- Work to be completed
Write out the records in full, exactly as given, but without the images.

------------------------------

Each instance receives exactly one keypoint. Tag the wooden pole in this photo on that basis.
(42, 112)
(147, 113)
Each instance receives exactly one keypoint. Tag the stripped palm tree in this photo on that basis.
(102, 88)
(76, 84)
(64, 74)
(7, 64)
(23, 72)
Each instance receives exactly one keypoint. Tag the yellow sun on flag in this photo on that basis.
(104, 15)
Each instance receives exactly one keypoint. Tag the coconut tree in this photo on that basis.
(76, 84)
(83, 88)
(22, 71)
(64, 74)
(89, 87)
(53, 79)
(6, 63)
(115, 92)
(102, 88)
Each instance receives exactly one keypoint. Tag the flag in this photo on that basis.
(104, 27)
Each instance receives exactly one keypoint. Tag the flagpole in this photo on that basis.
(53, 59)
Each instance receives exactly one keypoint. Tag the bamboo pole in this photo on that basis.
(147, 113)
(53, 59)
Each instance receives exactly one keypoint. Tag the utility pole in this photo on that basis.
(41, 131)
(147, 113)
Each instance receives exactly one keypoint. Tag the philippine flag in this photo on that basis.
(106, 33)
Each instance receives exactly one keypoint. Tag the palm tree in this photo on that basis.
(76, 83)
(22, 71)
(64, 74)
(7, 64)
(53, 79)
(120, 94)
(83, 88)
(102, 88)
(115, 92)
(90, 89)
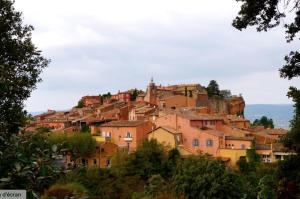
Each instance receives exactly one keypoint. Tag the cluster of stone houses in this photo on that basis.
(179, 116)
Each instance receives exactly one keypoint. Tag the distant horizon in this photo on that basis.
(107, 48)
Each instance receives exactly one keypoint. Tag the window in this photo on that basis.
(108, 135)
(195, 142)
(83, 161)
(108, 162)
(209, 142)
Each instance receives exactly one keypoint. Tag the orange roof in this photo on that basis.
(239, 138)
(124, 123)
(167, 128)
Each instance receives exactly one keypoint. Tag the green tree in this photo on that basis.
(81, 145)
(20, 66)
(28, 162)
(156, 186)
(267, 14)
(264, 121)
(69, 190)
(213, 88)
(147, 160)
(267, 187)
(199, 177)
(80, 104)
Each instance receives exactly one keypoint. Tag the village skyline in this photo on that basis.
(96, 51)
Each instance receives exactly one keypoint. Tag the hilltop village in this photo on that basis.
(179, 116)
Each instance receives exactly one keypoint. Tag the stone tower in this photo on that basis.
(151, 93)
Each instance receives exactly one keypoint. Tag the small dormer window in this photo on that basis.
(128, 135)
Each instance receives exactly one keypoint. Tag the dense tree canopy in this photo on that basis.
(267, 14)
(20, 66)
(264, 15)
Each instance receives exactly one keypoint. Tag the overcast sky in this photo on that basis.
(98, 46)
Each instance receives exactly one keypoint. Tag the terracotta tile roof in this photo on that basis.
(193, 116)
(234, 118)
(263, 146)
(213, 132)
(167, 128)
(274, 131)
(123, 123)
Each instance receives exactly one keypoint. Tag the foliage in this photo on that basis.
(266, 14)
(20, 66)
(70, 190)
(264, 121)
(28, 163)
(214, 91)
(80, 104)
(147, 160)
(289, 177)
(199, 177)
(267, 187)
(252, 160)
(213, 88)
(81, 145)
(292, 139)
(156, 186)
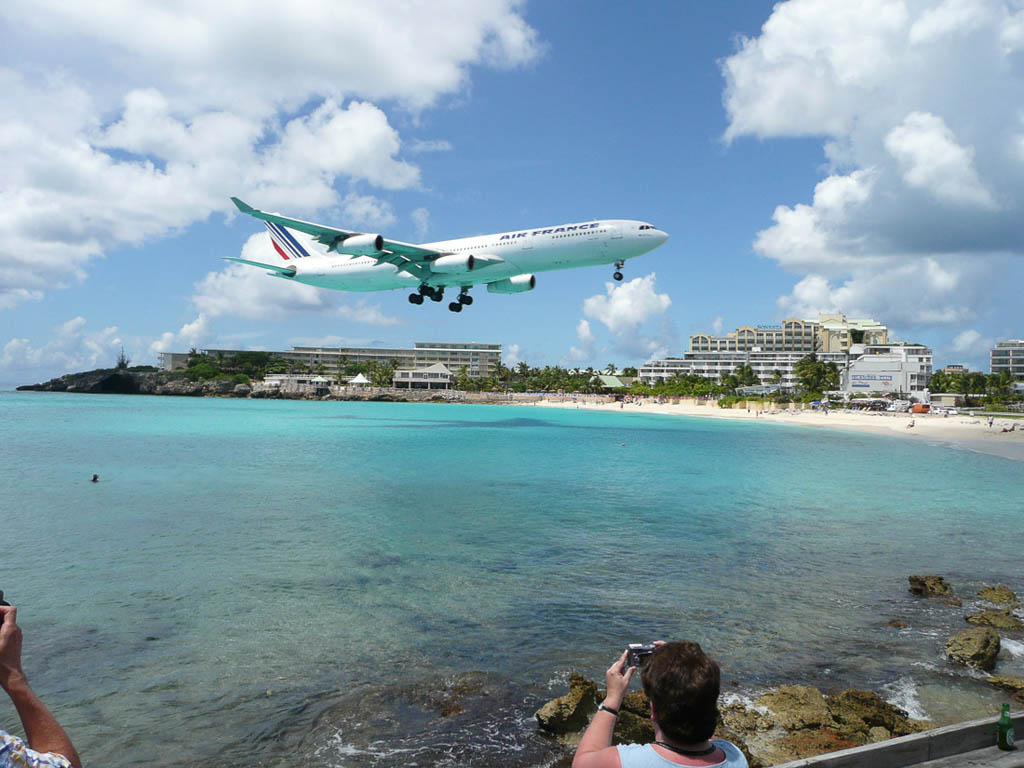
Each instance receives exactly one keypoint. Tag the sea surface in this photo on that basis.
(352, 584)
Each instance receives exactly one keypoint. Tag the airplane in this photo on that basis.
(347, 260)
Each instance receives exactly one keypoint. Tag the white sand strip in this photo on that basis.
(970, 433)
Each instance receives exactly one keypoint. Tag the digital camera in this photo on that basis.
(637, 652)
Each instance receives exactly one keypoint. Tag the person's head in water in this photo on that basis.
(683, 684)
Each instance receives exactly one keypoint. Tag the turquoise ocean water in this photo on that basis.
(278, 583)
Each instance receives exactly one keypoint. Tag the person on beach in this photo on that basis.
(48, 744)
(682, 684)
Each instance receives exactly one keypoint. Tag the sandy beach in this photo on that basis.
(966, 432)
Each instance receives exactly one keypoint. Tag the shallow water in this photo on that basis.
(380, 584)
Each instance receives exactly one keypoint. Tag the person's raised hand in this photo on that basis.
(10, 646)
(617, 680)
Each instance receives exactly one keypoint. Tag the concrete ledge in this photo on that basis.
(918, 748)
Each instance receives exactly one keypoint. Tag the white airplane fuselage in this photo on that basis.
(497, 256)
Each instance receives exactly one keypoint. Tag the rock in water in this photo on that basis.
(797, 707)
(1000, 620)
(932, 586)
(977, 648)
(1014, 684)
(571, 712)
(862, 716)
(998, 594)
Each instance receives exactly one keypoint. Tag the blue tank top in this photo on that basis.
(643, 756)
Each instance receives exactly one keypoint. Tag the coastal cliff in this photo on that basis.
(120, 381)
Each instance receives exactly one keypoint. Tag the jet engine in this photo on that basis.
(454, 263)
(518, 284)
(361, 245)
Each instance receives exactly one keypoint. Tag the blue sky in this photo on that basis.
(811, 156)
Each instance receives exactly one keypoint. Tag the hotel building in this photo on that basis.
(1008, 355)
(773, 351)
(478, 359)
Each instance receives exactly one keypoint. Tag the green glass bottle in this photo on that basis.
(1005, 730)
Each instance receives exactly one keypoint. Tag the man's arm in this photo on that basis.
(41, 728)
(595, 749)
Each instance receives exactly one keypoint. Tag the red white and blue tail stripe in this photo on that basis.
(285, 243)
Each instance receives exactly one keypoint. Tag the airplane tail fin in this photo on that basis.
(285, 243)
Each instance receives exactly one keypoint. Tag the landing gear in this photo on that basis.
(437, 294)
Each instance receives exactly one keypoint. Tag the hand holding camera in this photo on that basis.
(636, 653)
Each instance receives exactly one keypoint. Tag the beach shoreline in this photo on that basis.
(963, 432)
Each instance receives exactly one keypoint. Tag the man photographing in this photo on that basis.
(683, 685)
(48, 744)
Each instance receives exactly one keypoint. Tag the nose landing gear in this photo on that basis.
(437, 294)
(464, 300)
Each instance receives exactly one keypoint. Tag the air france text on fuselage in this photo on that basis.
(573, 228)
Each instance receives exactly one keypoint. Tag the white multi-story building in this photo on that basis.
(770, 368)
(773, 351)
(888, 368)
(478, 359)
(1008, 355)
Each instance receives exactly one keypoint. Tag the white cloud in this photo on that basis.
(371, 314)
(131, 120)
(422, 145)
(626, 306)
(72, 348)
(970, 343)
(512, 355)
(916, 103)
(421, 220)
(931, 159)
(584, 332)
(624, 309)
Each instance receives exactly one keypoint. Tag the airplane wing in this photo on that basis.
(407, 256)
(285, 271)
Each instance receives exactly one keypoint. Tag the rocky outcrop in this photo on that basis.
(787, 723)
(1000, 620)
(933, 586)
(796, 707)
(864, 716)
(977, 648)
(1013, 684)
(571, 712)
(998, 594)
(797, 721)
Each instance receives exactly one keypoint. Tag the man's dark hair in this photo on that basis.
(683, 684)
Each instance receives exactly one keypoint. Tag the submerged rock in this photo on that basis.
(1003, 620)
(571, 712)
(862, 716)
(998, 594)
(1014, 684)
(933, 586)
(977, 648)
(796, 707)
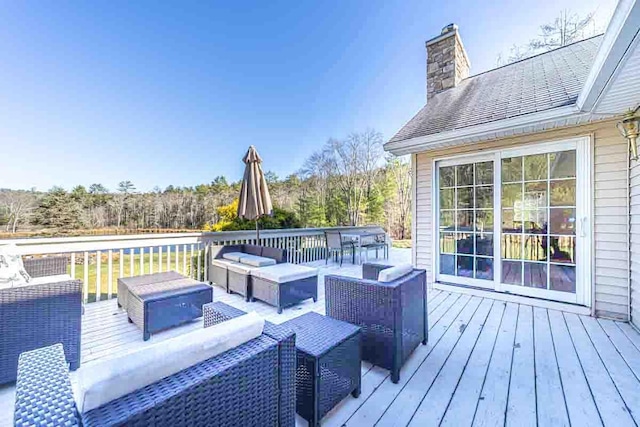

------------------------------

- Exercise solution
Each instance receives exactly one keypoint. Tag the wooden pole in this photo on that basis.
(42, 112)
(147, 113)
Each instance receives exactly one keypoint. Tag the stripped palm tree in this photo on that basis.
(102, 88)
(76, 84)
(64, 74)
(7, 64)
(23, 72)
Each instance receives exactly one keypoint. Tag the yellow sun on flag in this photo on that basis.
(104, 15)
Each instance receives exactly one keypoint. Tag the coconut tree in this photo on that basis.
(76, 84)
(83, 88)
(22, 71)
(64, 74)
(89, 87)
(53, 79)
(6, 63)
(115, 92)
(102, 88)
Each instance receives exactly one keypoint. Tag the flag in this photo on that basis.
(104, 27)
Each instance receives exactly one keypoint. Tag the flagpole in this photo on that basis.
(53, 59)
Each instance receives exactly one keypoint. Tag the bamboo pole in this photo on that basis.
(147, 113)
(53, 59)
Each instance receives exactly one keypoint. Tag the utility pole in this photo on that basis.
(41, 131)
(147, 113)
Each instance receives exactly one keypoint. Tag the philippine flag in this photo on that basis.
(106, 33)
Each instance receives exactly one keypoint. Tag the palm tree in this photo on that basis.
(76, 83)
(22, 71)
(64, 74)
(7, 64)
(53, 79)
(120, 94)
(83, 88)
(102, 88)
(115, 92)
(90, 89)
Each instance receives exactly one keypoint. Tag the cluster of stone houses in this photo on that basis.
(179, 116)
Each instance receives exactly one keypoint. Tag the distant horizon in this photo on that basis.
(107, 48)
Each instance receives exactly one keypoint. Tag the window in this photo on that basis.
(108, 135)
(195, 142)
(83, 161)
(108, 162)
(209, 142)
Each instance receives exactly one keypoint. Tag the orange roof in this photo on that basis.
(239, 138)
(124, 123)
(167, 128)
Each instance receives exactly one keypoint. Tag the green tree in this photo on that basis.
(81, 145)
(20, 66)
(28, 162)
(156, 186)
(267, 14)
(264, 121)
(69, 190)
(213, 88)
(147, 160)
(267, 187)
(199, 177)
(80, 104)
Each instance receives exactly one keypoint. Tag the village skyline in this photo on that basis.
(96, 51)
Each instance receives exactly one keypoint. Tag the hilltop village in this photo on that basis.
(179, 116)
Each instance receives exactly one keypoint. Tag the stone tower in this photo on that basis.
(151, 93)
Each instance receives exactly one keypoint. Tag the small dormer window in this photo on that basis.
(128, 135)
Each instance receives exactly one keypoint. Tag the dense tree canopy in this photo on that basis.
(267, 14)
(20, 66)
(264, 15)
Each instance receives exactly one keypoint. Tag the overcast sky in this photo on that basis.
(98, 46)
Each instance receives exactly one keypoint. Tag the terracotta tile roof in this photo on that basis.
(193, 116)
(234, 118)
(263, 146)
(213, 132)
(167, 128)
(274, 131)
(123, 123)
Each instance receives exactly one keypoint. Tag the foliage in this photo on that basis.
(266, 14)
(20, 66)
(70, 190)
(264, 121)
(28, 163)
(214, 91)
(80, 104)
(147, 160)
(289, 177)
(199, 177)
(267, 187)
(252, 160)
(213, 88)
(81, 145)
(292, 139)
(156, 186)
Each instance receives exactly one keypoint. Tag the sea surface in this photo on that basis.
(352, 584)
Each instance receives exactly one keypoint. Tag the airplane in this photo on that basis.
(347, 260)
Each instance receives exactly one keypoint. Tag the white sand strip in this photo on that basis.
(970, 433)
Each instance receives exactly one keypoint. Tag the digital camera in this photo on that basis.
(637, 652)
Each instance receives exactly one keypoint. Tag the person's head in water in this photo on that basis.
(683, 684)
Each instance receives exactly one keypoint. Tag the turquoise ocean water in this photo on that basis.
(278, 583)
Each instance receives exactly one keypoint. Tag the person on beach in this photo on that basis.
(48, 744)
(682, 684)
Each instance receives exactly one keypoint. Tag the sandy beach in this photo on that basis.
(966, 432)
Each instance receives exactly one keypoint. Tag the shallow water in this photo on that basis.
(380, 584)
Each instance receives exactly one keypoint. Tag the person's raised hand in this photo on that basis.
(10, 646)
(617, 680)
Each instance receives exactly one keypoint. Tag the concrete ledge in this photo on that basis.
(918, 748)
Each instance receives exactly one keypoint. Tag the white airplane fuselage in this photo on that basis.
(497, 256)
Each instance receives exactly one keypoint. Tag the rock in water in this photo on that basis.
(797, 707)
(1000, 620)
(932, 586)
(977, 648)
(1014, 684)
(571, 712)
(862, 716)
(998, 594)
Each instance receives exactly one keypoint. Tag the blue tank top in this photo on that basis.
(643, 756)
Each instance receives exactly one keypoint. Tag the coastal cliff in this photo on that basis.
(120, 381)
Each instance receives exactly one keypoint. Tag the jet engine in this photo on that basis.
(454, 263)
(518, 284)
(361, 245)
Each instance receives exactly one keypoint. Tag the blue sky in this photo on that basis.
(811, 156)
Each instance receives exactly one keypoint. Tag the hotel building in this photo on that basis.
(1008, 355)
(773, 351)
(478, 359)
Each instance receives exactly one keypoint. Tag the green glass bottle in this photo on that basis.
(1005, 730)
Each instance receives exactly one keypoint. Tag the man's arm in this photo on that basis.
(41, 728)
(595, 749)
Each instance receives exactly one keypoint. Tag the red white and blue tail stripe in this photo on that basis.
(285, 243)
Each instance receives exactly one keypoint. Tag the airplane tail fin in this photo on that basis.
(285, 243)
Each instance receives exactly one keypoint. Tag the landing gear in this photo on that basis.
(437, 294)
Each instance receives exactly one keypoint. Tag the hand holding camera in this photo on that basis.
(636, 653)
Each instance receives exactly one keypoint. Tag the beach shoreline in this photo on that basis.
(963, 432)
Each instance receives exactly one keypoint. Tag the man photographing in this photo on that basis.
(683, 685)
(48, 744)
Each instance receives exactly one keypoint. Tag the nose landing gear in this photo on that basis.
(437, 294)
(464, 300)
Each instance receives exactly one keypoint. Tag the air france text on fuselage in this photo on that basis.
(573, 228)
Each instance receives exactly one keypoint. Tag the white multi-story building in this photo on that basis.
(770, 368)
(773, 351)
(888, 368)
(478, 359)
(1008, 355)
Each instance receives exactly one keypoint. Tag the white cloud in this photo on that basis.
(371, 314)
(131, 120)
(422, 145)
(626, 306)
(72, 348)
(970, 343)
(512, 355)
(916, 103)
(421, 220)
(931, 159)
(584, 332)
(624, 309)
Each instance receives exactly one keypoint. Tag the airplane wing in this photo on that basis.
(407, 256)
(285, 271)
Each instance receives exactly one keypoint. Tag the rocky outcrop in this photo on that basis.
(787, 723)
(1000, 620)
(933, 586)
(796, 707)
(864, 716)
(977, 648)
(1013, 684)
(571, 712)
(998, 594)
(797, 721)
Each instance receives exactly one keypoint. Tag the man's dark hair in this photo on that basis.
(683, 684)
Each instance receives exactly one keypoint. Tag the submerged rock in this photo on that basis.
(1003, 620)
(571, 712)
(862, 716)
(998, 594)
(1014, 684)
(933, 586)
(977, 648)
(796, 707)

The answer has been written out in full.